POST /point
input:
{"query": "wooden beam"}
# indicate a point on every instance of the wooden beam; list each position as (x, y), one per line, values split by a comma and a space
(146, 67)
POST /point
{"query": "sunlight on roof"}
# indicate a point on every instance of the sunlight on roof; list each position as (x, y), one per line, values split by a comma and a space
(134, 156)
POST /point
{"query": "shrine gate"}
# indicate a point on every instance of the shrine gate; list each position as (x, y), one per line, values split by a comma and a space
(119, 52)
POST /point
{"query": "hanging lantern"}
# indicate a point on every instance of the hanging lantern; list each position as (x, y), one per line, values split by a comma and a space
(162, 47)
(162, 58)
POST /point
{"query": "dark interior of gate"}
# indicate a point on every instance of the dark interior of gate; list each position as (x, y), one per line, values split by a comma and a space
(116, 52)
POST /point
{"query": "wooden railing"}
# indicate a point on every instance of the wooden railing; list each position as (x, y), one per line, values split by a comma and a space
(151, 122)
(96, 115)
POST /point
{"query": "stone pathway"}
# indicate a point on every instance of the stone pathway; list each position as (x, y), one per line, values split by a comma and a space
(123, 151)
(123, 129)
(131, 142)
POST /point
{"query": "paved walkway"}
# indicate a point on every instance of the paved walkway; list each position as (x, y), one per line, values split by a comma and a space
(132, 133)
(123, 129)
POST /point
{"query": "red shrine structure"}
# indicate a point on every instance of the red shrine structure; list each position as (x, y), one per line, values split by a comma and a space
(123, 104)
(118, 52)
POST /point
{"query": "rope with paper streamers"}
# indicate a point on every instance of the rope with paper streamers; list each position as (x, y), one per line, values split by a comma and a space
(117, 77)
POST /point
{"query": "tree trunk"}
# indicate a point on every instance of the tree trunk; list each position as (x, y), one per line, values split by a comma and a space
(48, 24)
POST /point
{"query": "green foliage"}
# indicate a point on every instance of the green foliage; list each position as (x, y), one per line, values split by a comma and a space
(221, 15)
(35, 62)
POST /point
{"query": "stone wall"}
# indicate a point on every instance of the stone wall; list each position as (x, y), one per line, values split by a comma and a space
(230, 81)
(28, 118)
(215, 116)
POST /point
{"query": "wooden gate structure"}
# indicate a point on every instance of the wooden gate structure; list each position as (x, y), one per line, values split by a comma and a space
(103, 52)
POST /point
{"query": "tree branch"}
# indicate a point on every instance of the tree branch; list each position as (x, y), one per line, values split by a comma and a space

Goal: Transcribe the material exactly as it reads.

Exercise result:
POST /point
input:
{"query": "wooden beam"}
# indicate a point on every instance of the wooden beam; list each position as (x, y), one per line, values split by a comma and a space
(146, 67)
POST /point
{"query": "sunlight on roof"}
# indicate a point on every instance of the sunlight on roof; list each position as (x, y), one per line, values split by a comma and a space
(134, 156)
POST /point
{"query": "shrine gate"}
# indicate a point on every instance of the shrine gate; list each position as (x, y), one per line, values split by a comma and a space
(119, 52)
POST /point
{"query": "hanging lantern"}
# indicate a point on every instance of the hanging lantern; list each position as (x, y), one per line, values split by a comma and a space
(162, 47)
(162, 58)
POST /point
{"query": "dark interior of gate"}
# indicate a point on every instance of the dark interior of gate; list each position as (x, y), one per line, values split by a comma and a space
(116, 52)
POST /point
{"query": "wooden railing"}
# indicate a point on every instance of the wooden railing; list each position as (x, y), one per line, values split by a comma and a space
(151, 122)
(96, 115)
POST /point
{"query": "stone pathway"}
# indicate a point on every instance of the stone pathway; list each position as (x, y), one per line, values split by a comma and a space
(123, 151)
(123, 129)
(131, 142)
POST /point
{"query": "paved walkway"}
# indicate a point on every instance of the paved walkway; list each position as (x, y), one per line, values split by a comma and a space
(132, 133)
(123, 129)
POST /point
{"query": "red shrine structure"}
# indicate a point on every instance of the red shrine structure; list each position as (x, y), one per line, values split by a comma and a space
(123, 104)
(118, 52)
POST /point
{"query": "rope with paper streamers"}
# indicate a point on every instance of the rope with paper streamers; list each position as (x, y), one per line, values split by a comma and a space
(117, 77)
POST /point
{"query": "tree trunk"}
# indicate a point on every instance of the tree trunk; list each position as (x, y), one per line, values split by a comma and a space
(48, 24)
POST /point
{"query": "green foliage"}
# indicate a point on every instance of the green foliage; list each position as (x, y), one per line, values split by a comma and a space
(221, 15)
(35, 62)
POST /point
{"query": "stone wall"}
# indicate a point on every instance of the stone wall; list each position as (x, y), one per line, values split by a comma and a space
(230, 81)
(28, 118)
(215, 116)
POST /point
{"query": "wooden gate structure"}
# indicate a point on every instance of the wooden gate structure; list each position as (x, y), one per line, values split by a comma and a space
(103, 52)
POST /point
{"query": "tree branch"}
# indicate a point on every instance of the tree branch; list each position as (x, y), one per line, values split by a comma and a space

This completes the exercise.